任务要求 =
A – 请说出下方各行中有多少行包含字符串“surface”,大小写须一致,只回答数字。
B – 下面有一篇谈科技行业劳动者的短文,请从它的最后一句之后接着续写。

给定文段 =
+ + +

首先,一些软件工程师的工作不利于其他员工。雇佣阶层目前正在绞尽脑汁增加灵活用工、提高员工工作速度或者淘汰员工的工作。虽然不是全部,但许多科技工都是完成此事的重要一环。亚马逊公司最先开始对仓库工作进行监控,并让仓库工人干更重的活儿,而现在客服人员和配送司机也不能幸免。结果使得员工人数越来越少,工作压力也越来越大。脸书、谷歌和优步研究人员开发的人工智能系统,会威胁卡车司机、售后服务和法律行业的某些工作岗位。
Tesla全工业化的汽车制造工厂 图片来源:Flickr
更不利的是,培养科技工通常需要精益求精的教育,那么能享受这样的教育就要有一定家室背景。因此,科技行业的劳动者中的大多数可能都来自富裕家庭(除此之外,白人和男性的比例也很高)。

+ + +

提供材料 =
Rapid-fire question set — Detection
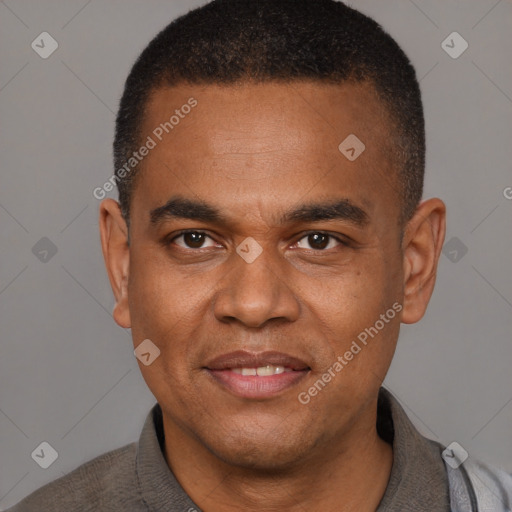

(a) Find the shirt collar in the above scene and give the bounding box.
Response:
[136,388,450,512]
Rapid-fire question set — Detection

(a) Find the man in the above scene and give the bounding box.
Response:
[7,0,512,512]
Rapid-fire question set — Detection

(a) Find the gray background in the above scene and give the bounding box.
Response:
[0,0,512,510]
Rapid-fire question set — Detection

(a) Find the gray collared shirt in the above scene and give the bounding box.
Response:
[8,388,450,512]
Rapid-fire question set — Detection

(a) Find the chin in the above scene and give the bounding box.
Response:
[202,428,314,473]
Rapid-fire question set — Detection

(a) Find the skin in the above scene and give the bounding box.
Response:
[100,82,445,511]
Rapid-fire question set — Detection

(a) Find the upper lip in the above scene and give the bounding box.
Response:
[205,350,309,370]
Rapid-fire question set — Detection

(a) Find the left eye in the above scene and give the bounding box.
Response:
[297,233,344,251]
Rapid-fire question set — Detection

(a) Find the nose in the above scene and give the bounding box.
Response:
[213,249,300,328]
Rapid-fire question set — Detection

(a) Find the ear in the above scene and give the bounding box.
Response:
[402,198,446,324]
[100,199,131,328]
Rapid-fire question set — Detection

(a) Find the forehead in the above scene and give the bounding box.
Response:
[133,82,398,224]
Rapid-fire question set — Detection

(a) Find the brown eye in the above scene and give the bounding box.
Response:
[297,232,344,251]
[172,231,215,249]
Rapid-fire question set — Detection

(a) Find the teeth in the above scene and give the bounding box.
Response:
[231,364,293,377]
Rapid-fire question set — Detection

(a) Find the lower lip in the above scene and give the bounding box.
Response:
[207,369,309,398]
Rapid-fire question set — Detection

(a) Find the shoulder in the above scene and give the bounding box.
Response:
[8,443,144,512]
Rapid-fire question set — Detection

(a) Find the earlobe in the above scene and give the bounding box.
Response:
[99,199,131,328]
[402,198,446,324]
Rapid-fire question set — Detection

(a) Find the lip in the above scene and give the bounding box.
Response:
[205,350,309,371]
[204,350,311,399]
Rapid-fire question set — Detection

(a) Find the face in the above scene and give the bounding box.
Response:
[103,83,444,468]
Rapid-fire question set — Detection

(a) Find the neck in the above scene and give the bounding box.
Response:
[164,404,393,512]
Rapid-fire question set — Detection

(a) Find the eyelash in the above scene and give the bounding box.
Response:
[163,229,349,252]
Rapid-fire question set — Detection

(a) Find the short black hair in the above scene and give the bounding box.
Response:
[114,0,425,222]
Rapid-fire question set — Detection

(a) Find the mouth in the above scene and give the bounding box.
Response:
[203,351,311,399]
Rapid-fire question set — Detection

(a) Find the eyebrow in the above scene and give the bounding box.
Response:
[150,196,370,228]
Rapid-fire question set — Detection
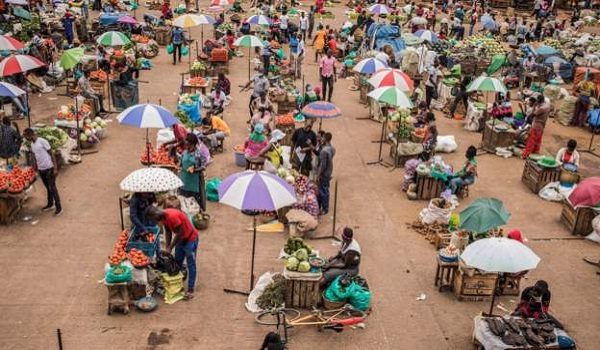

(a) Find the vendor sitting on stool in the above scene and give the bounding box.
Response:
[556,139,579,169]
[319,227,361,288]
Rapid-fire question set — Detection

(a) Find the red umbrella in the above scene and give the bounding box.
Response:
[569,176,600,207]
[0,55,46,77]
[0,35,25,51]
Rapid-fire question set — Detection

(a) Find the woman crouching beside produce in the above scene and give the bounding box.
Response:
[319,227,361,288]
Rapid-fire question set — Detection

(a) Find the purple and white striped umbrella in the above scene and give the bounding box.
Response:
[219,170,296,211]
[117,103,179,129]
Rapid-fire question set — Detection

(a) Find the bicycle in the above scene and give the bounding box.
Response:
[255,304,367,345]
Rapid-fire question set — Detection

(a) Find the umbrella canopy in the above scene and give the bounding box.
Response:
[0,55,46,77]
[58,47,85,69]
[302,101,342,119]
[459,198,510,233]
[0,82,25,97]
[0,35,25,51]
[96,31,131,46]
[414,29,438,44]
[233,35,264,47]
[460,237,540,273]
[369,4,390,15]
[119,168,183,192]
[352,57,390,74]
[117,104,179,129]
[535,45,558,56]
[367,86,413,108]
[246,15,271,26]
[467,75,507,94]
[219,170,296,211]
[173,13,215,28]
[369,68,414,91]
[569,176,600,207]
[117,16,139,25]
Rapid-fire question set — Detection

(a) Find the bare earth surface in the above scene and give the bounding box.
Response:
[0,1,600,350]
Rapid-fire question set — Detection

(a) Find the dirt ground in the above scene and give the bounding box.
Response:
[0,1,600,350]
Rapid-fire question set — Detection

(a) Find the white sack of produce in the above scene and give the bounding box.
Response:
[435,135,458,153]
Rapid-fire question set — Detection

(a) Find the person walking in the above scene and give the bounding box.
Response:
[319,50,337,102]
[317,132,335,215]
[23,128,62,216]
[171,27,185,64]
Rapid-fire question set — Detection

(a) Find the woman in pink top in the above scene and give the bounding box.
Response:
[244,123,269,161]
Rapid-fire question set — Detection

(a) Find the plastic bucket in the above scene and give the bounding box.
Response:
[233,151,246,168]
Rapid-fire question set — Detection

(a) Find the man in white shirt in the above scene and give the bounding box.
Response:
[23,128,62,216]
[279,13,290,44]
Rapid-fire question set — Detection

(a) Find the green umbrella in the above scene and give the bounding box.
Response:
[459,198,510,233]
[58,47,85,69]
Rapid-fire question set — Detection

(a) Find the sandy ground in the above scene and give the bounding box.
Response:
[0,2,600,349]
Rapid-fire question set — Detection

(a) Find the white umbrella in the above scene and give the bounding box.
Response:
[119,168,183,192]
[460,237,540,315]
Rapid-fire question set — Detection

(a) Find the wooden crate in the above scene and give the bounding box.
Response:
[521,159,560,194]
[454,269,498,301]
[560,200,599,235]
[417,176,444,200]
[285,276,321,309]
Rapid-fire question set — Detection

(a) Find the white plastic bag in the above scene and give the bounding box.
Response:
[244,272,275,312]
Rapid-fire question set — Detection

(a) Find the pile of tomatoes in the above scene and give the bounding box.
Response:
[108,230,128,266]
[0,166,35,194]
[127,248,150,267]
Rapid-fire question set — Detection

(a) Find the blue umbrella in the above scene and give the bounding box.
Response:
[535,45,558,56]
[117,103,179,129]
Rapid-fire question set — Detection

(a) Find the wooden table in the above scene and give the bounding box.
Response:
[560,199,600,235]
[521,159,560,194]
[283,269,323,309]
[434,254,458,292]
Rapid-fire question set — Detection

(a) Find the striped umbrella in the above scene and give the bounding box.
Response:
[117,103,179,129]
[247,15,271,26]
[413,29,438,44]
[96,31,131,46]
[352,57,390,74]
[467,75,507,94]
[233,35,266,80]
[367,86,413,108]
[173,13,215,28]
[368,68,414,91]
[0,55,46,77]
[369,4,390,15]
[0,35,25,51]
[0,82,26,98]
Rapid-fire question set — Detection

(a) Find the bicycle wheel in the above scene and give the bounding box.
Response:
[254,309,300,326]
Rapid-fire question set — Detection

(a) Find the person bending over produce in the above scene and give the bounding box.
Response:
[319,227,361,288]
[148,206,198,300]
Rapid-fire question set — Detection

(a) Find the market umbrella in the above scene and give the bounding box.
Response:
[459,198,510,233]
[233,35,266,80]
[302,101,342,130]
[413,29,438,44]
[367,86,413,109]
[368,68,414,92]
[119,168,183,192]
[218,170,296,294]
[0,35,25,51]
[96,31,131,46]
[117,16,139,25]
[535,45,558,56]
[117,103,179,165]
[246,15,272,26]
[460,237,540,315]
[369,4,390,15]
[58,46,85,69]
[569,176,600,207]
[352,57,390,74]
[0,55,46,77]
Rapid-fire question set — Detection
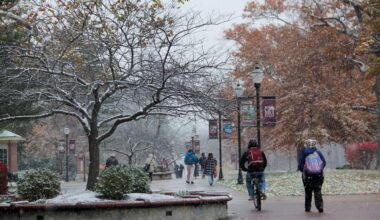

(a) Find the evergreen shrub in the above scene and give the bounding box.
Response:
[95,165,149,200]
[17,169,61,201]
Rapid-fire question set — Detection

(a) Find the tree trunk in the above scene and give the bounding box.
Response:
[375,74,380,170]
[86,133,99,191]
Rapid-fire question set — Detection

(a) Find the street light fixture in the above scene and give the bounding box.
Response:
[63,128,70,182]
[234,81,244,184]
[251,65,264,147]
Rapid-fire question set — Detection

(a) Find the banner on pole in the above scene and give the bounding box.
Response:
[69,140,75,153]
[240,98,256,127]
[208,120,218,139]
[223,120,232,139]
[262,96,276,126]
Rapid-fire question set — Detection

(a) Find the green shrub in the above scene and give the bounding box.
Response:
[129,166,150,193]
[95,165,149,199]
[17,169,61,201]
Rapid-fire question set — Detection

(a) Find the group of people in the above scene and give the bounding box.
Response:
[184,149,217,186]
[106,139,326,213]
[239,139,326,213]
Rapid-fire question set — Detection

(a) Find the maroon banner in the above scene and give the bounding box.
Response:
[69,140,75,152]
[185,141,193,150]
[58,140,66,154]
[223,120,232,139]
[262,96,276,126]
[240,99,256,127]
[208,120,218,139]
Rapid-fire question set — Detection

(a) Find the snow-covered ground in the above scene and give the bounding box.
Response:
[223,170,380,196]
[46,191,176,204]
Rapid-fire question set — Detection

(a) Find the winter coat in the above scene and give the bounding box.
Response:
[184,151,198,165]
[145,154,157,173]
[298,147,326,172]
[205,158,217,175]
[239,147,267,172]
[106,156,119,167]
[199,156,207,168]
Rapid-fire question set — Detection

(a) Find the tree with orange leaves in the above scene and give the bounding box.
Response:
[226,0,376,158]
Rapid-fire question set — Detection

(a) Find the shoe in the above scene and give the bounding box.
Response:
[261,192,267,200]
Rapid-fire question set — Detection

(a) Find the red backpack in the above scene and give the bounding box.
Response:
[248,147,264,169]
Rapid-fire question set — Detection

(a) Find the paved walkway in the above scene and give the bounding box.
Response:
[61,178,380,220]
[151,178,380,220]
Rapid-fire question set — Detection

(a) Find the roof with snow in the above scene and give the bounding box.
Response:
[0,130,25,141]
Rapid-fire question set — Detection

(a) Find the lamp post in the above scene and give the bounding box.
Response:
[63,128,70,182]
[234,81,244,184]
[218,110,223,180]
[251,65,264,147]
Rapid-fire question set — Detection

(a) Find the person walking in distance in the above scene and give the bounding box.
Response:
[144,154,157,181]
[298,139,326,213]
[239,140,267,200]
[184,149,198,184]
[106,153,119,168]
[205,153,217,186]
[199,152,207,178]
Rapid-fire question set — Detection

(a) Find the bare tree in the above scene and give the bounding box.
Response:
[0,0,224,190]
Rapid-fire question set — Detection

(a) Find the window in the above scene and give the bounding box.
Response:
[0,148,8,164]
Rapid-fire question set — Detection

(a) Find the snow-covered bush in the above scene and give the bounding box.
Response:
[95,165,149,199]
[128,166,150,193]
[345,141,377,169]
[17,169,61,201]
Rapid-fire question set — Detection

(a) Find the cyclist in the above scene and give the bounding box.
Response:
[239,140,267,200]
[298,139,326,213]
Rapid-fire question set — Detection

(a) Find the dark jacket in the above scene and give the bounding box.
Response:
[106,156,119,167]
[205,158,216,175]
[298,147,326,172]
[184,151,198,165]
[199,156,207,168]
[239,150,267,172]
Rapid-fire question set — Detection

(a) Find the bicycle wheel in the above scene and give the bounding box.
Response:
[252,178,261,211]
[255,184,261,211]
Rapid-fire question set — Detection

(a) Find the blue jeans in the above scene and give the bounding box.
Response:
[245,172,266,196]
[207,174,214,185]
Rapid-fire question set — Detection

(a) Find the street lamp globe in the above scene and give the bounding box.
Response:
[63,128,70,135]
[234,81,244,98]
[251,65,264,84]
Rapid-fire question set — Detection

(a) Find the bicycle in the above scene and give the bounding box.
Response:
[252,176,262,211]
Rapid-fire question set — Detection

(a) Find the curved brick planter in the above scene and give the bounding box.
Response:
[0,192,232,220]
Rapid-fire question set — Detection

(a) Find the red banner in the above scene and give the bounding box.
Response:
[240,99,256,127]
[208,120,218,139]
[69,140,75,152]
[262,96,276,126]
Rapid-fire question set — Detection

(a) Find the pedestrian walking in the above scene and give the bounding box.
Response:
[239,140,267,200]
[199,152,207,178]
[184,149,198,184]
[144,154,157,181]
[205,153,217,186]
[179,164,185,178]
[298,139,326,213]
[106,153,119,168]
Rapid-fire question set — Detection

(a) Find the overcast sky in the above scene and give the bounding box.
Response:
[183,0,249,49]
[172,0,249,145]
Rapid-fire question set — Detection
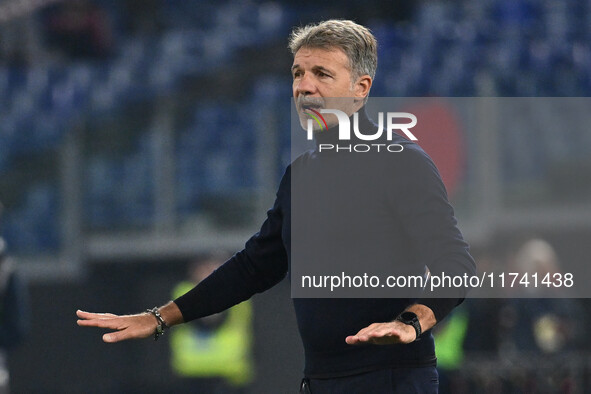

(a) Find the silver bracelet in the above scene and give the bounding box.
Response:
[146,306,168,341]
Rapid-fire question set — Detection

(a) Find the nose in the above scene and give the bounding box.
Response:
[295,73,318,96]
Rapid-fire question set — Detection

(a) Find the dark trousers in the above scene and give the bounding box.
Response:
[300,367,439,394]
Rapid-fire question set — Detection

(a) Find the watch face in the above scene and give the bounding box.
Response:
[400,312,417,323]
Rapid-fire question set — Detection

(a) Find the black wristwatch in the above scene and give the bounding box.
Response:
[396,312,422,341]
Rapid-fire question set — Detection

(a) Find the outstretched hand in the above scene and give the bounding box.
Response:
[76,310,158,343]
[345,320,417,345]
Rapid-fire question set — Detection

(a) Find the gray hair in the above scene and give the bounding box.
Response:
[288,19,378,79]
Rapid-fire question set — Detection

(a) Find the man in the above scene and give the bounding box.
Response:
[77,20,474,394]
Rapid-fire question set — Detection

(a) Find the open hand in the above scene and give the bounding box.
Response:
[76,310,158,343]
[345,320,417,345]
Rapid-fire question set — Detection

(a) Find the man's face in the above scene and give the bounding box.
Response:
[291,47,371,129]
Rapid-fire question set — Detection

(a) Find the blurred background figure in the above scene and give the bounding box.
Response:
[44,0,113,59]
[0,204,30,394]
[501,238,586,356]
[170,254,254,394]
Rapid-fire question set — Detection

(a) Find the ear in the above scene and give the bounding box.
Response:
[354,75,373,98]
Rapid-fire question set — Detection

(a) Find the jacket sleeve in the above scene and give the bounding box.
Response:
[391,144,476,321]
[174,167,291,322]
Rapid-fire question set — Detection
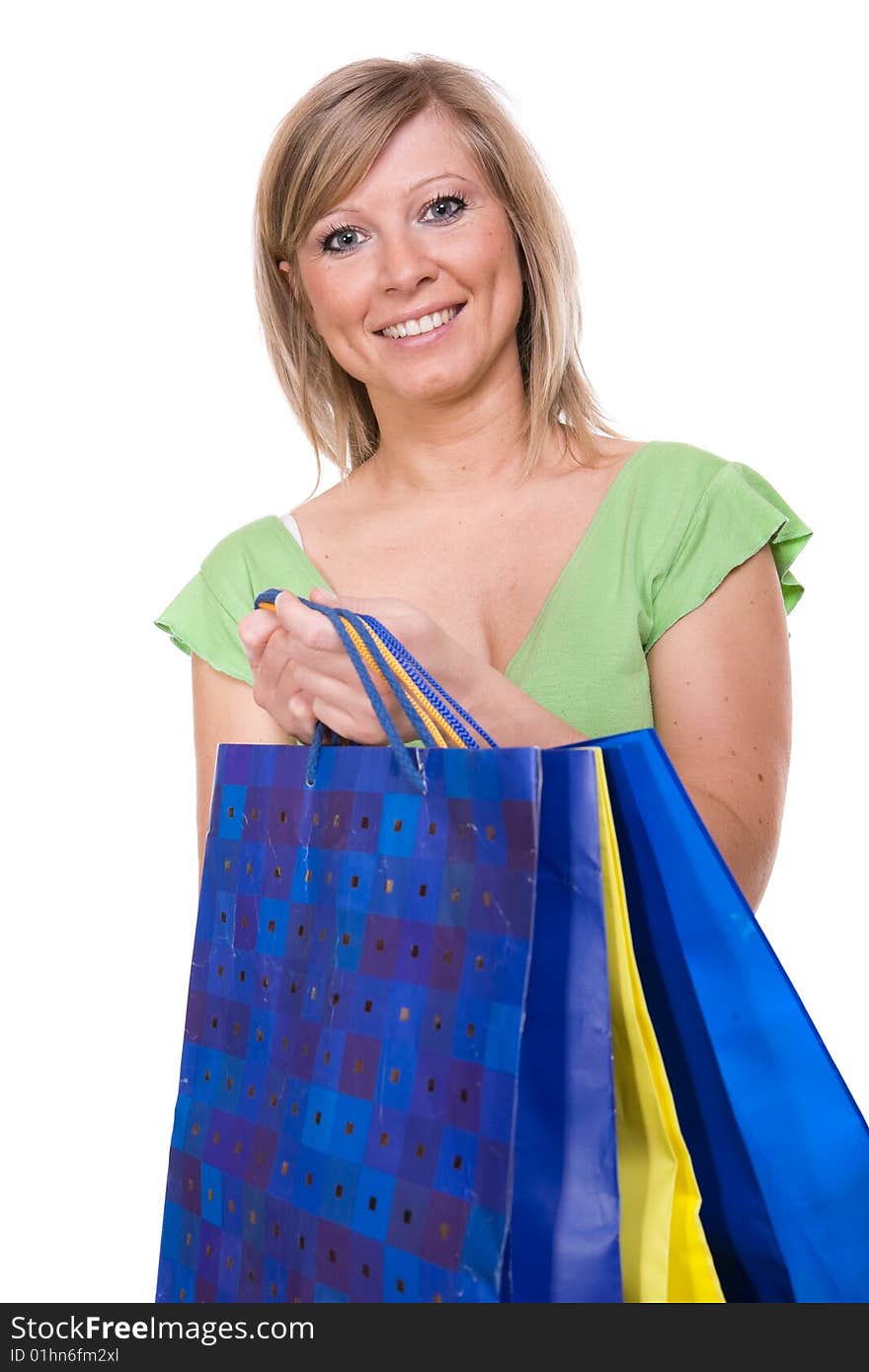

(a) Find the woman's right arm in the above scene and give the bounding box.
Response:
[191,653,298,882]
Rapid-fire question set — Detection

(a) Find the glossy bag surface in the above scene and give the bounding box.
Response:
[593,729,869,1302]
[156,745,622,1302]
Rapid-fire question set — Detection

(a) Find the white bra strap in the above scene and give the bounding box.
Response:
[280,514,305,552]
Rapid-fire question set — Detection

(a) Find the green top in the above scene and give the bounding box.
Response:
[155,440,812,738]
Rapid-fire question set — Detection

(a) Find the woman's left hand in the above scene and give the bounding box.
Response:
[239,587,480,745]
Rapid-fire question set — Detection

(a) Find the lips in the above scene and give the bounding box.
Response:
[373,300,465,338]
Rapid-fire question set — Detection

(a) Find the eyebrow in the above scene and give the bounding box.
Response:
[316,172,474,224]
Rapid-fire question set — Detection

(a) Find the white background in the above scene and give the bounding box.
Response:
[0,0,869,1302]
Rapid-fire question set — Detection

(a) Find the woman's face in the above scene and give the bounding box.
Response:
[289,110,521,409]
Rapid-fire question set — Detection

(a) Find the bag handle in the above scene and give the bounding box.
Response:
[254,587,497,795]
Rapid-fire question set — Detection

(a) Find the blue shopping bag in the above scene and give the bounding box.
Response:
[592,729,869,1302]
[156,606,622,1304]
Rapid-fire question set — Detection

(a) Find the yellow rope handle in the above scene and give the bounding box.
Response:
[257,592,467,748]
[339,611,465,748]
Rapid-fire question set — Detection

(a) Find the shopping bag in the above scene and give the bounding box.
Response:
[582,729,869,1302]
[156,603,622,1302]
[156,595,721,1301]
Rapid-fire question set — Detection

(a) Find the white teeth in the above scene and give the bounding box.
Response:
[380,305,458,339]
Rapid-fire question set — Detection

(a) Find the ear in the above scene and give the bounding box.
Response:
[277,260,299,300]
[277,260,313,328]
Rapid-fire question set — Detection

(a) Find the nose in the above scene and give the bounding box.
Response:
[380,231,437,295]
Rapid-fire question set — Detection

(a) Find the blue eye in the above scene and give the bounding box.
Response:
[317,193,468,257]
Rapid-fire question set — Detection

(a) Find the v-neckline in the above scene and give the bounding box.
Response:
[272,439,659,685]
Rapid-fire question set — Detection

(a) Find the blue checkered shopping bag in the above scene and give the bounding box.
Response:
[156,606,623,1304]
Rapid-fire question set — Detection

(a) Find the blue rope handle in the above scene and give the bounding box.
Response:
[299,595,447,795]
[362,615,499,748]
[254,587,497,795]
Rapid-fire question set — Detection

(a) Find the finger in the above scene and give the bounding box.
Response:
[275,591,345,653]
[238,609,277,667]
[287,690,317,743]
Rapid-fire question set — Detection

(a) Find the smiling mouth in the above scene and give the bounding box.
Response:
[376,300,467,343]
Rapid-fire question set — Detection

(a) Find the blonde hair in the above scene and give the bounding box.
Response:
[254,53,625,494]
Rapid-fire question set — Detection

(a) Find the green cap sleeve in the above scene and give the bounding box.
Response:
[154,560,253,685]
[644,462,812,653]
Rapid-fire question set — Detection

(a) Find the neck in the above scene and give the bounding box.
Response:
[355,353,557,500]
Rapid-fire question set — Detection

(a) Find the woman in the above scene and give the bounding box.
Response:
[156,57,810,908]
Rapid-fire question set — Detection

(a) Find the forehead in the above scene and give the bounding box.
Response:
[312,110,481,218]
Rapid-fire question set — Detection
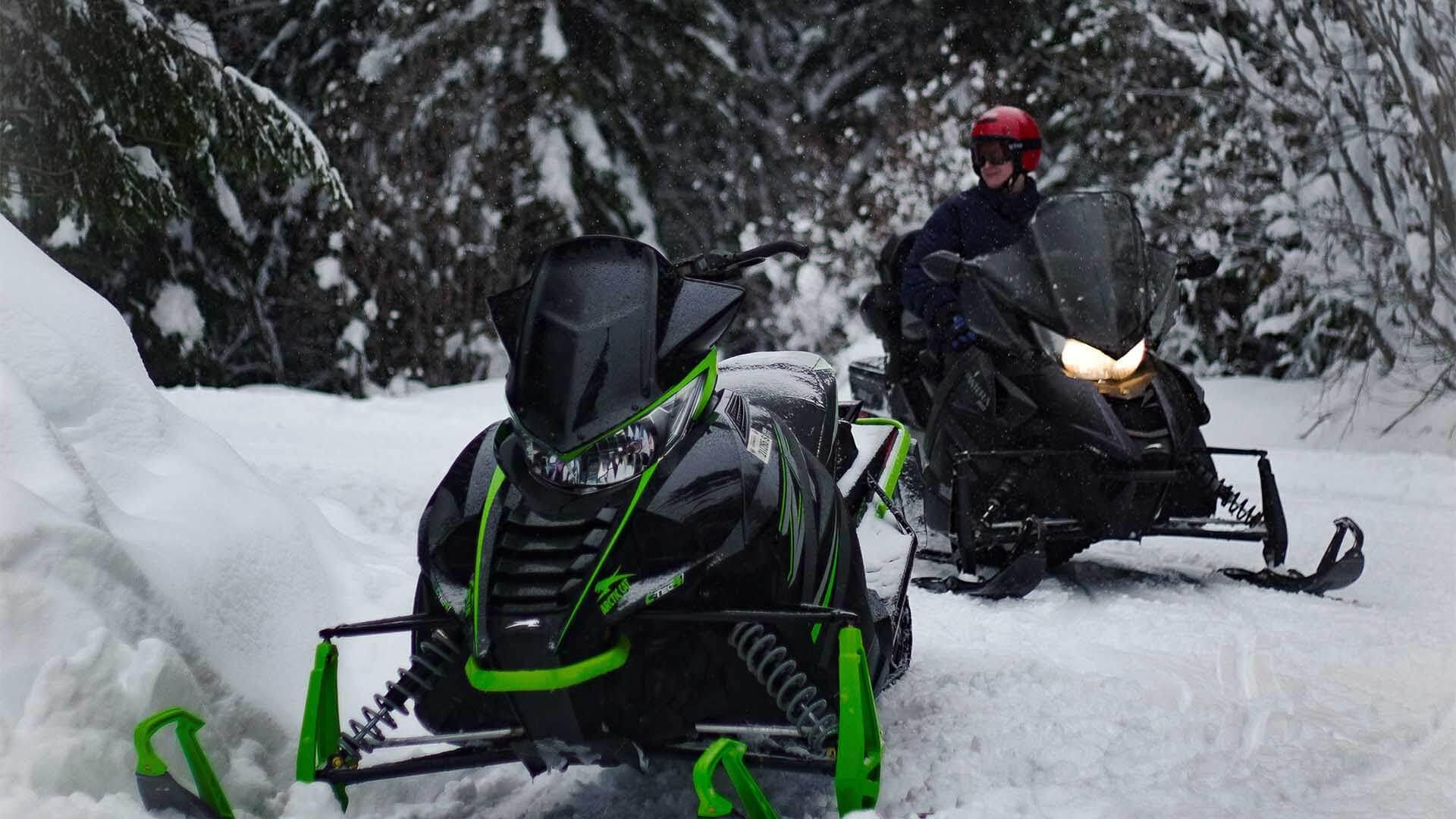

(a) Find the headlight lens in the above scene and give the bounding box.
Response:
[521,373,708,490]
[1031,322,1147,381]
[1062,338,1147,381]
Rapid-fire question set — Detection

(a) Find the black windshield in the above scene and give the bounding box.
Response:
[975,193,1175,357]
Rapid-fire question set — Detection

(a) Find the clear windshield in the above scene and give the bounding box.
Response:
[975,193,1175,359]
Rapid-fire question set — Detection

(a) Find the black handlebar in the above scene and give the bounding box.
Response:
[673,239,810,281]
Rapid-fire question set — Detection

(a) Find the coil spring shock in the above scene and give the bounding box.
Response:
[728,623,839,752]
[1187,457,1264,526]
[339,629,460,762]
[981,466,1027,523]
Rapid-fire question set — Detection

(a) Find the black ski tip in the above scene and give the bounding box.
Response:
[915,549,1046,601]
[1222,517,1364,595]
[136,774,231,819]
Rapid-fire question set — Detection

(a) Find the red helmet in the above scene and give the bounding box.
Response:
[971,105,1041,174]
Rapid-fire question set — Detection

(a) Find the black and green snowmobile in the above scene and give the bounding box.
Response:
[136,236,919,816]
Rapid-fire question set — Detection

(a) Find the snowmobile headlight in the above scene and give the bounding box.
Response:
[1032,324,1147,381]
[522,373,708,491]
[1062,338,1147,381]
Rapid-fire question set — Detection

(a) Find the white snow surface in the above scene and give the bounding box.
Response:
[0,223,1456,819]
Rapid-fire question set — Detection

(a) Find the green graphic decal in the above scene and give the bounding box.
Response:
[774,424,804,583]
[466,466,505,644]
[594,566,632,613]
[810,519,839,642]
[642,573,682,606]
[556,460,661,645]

+ + +

任务结果 =
A – 3

B –
科技工也更倾向于相信个人价值和成就是他们成功的根基,因此他们认为其他人也应该努力工作,才能使自己获得更好的生活。这使得自由主义在科技工中比较而言更为流行。再有,科技工的工资让他们积累了实际的财富;虽然不会成为亿万富翁,但他们中的很多人会是百万富翁。
这意味着,团结一致在工作场所组织斗争不是他们唯一的,也可能不是最好的改善他们的生活条件的途径。对于一名科技工来说,辞去这份工作找个其他更好的工作,比和同事联合起来容易得多。紧张的就业市场使他们在工作中能够更加没有顾虑地提出自己的需求,但是高薪使得他们提出的需求不太可能在利益层面与老板唱反调。
因此,在工作场所能够组织科技工进行的运动,在近期至中期不太可能围绕着工资、福利和工会化问题。这些运动的主题还将继续是有关压迫的问题——比如科技行业女性面临的泛滥的性别歧视和性骚扰,该行业严重的性别和种族多样性缺失以及科技行业中移民者的权利。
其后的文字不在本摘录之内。